> **RECORDS TO USE**:
begin

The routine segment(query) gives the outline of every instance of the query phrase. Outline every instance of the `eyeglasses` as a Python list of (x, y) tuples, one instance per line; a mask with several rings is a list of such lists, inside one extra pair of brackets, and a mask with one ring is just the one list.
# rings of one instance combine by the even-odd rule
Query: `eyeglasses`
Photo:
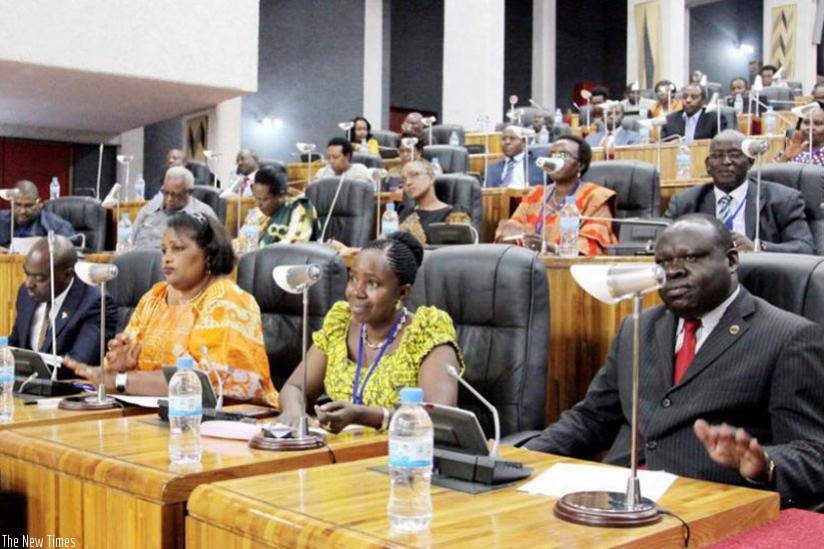
[(729, 160), (730, 162), (740, 162), (746, 157), (747, 155), (741, 151), (729, 151), (725, 153), (714, 152), (709, 154), (709, 158), (713, 162), (725, 162), (726, 160)]
[(172, 191), (167, 191), (165, 189), (160, 189), (160, 194), (162, 194), (164, 198), (174, 198), (175, 200), (183, 200), (184, 198), (192, 194), (192, 191), (185, 190), (183, 192), (176, 193)]

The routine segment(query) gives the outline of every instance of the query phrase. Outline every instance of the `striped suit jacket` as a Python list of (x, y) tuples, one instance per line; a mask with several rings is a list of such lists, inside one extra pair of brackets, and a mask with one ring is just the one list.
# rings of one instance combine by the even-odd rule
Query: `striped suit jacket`
[[(748, 486), (737, 471), (713, 462), (693, 432), (699, 418), (726, 422), (757, 437), (775, 461), (782, 505), (821, 505), (824, 329), (742, 287), (673, 386), (677, 320), (664, 306), (641, 318), (640, 459), (649, 469)], [(584, 400), (527, 447), (574, 457), (609, 449), (605, 462), (628, 466), (631, 365), (627, 319)]]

end

> **SHORT TASK**: Copy all the entries above word for word, but leave out the pictures.

> **TASK OUTPUT**:
The routine segment(query) gives the outline of every instance of the query phrase. Outline every instance of the `eyeglasses` as a Python list of (x, y) tuples, one instance per line; a mask with several rings is a list of such lists, inside one extra pair of brackets, and a mask with one ring is just the one list.
# rings of one instance combine by the even-odd rule
Query: `eyeglasses`
Photo:
[(729, 160), (730, 162), (740, 162), (746, 157), (747, 155), (741, 151), (729, 151), (725, 153), (714, 152), (709, 154), (709, 158), (713, 162), (725, 162), (726, 160)]
[(172, 191), (167, 191), (165, 189), (160, 189), (160, 194), (162, 194), (164, 198), (174, 198), (175, 200), (183, 200), (184, 198), (192, 194), (192, 191), (185, 190), (183, 192), (176, 193)]

The routine segment(query) gives the outline of every instance of the query phrase. Outline every instance of the `striped suit jacket` as a Python list of (x, y) tuples, one instance per line; a mask with several rings is a list of such lists, inside one extra pair of brackets, and a mask with one ring is just the one list.
# rings of one instance combine by the even-odd rule
Query: `striped suit jacket`
[[(748, 486), (737, 471), (713, 462), (693, 432), (699, 418), (726, 422), (757, 437), (775, 461), (782, 505), (821, 505), (824, 329), (742, 287), (673, 386), (677, 320), (664, 306), (641, 318), (640, 459), (649, 469)], [(584, 400), (527, 447), (574, 457), (609, 449), (605, 462), (628, 466), (631, 365), (627, 319)]]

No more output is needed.